● **EXERCISE INSTRUCTIONS**
Copy every line of the entries that follow verbatim, omitting the picture from the copy.

● **Point-annotation data**

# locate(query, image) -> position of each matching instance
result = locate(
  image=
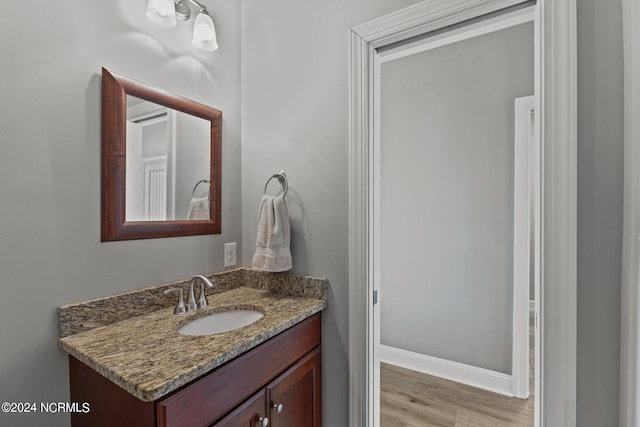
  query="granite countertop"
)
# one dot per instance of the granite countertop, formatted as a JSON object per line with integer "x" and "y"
{"x": 146, "y": 355}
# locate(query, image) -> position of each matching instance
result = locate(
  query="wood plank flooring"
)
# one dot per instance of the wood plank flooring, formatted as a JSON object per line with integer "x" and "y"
{"x": 413, "y": 399}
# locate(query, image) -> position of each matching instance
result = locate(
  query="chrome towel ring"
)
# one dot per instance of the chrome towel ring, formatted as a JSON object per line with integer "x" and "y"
{"x": 193, "y": 193}
{"x": 282, "y": 177}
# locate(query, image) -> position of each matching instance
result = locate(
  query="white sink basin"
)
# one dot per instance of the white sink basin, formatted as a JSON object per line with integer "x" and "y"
{"x": 218, "y": 323}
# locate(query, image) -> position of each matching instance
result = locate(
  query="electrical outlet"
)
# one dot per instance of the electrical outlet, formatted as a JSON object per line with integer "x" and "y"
{"x": 230, "y": 254}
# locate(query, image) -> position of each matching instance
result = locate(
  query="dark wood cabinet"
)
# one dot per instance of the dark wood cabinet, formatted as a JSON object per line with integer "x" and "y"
{"x": 291, "y": 400}
{"x": 251, "y": 413}
{"x": 285, "y": 370}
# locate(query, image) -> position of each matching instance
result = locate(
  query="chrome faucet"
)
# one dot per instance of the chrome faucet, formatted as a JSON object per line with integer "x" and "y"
{"x": 191, "y": 304}
{"x": 202, "y": 300}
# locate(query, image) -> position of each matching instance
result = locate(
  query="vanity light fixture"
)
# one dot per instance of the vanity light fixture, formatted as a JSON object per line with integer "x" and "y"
{"x": 166, "y": 13}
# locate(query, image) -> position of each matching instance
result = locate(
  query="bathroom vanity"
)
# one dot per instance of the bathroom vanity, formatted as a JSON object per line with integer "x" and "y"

● **SOLUTION TO THE EXERCISE**
# locate(query, image) -> position of each matching instance
result = locate(
  image=
  query="granite countertop"
)
# one dot per instance of the granite countertop, formatted as a JSON object per line with integer "x" and "y"
{"x": 146, "y": 355}
# locate(query, image) -> position of each matching instance
result = locate(
  query="wood plank flooring"
)
# one dot per instance of the wood plank flooring, formatted as a JSON object per line with integer "x" and "y"
{"x": 413, "y": 399}
# locate(query, image) -> position of each matching instance
result = locate(
  query="chrome towel ring"
)
# one dot per instance of the chrome towel ring, formatted as a JSON object per line with integer "x" and "y"
{"x": 193, "y": 193}
{"x": 282, "y": 177}
# locate(query, image) -> position of each matching instance
result = locate(
  query="white sink basin"
)
# one dot per instance of the white sink basin, formatted as a JSON object per line with integer "x" and "y"
{"x": 218, "y": 323}
# locate(query, image) -> position of each matching instance
result = locate(
  query="electrical outlet"
)
# one dot per instance of the electrical outlet, formatted as a JSON object per line with integer "x" and "y"
{"x": 230, "y": 254}
# locate(query, image) -> position of each matching instance
result = locate(
  query="dark wood cabinet"
)
# one dot per instance of the dark wood cabinet, formatted as a JSON object per line with integer "x" and "y"
{"x": 291, "y": 400}
{"x": 251, "y": 413}
{"x": 285, "y": 370}
# locate(query, image) -> position of each matching instance
result = locate(
  query="chrome faucet"
)
# one dot per instance of the chrome faucet, formatted as a JSON object per line with integer "x" and "y"
{"x": 191, "y": 304}
{"x": 202, "y": 300}
# locate(query, image) -> position of each matching instance
result = locate(
  query="vanity light fixture"
)
# one dot per instance of the vanity light fixture, formatted as a JSON object per line with integer "x" and "y"
{"x": 166, "y": 13}
# locate(query, image) -> position of each matching instance
result = locate(
  query="bathroom vanity"
)
# one dot per instance of the bathroom vanity, formatted as a JSON object per line with integer "x" and "y"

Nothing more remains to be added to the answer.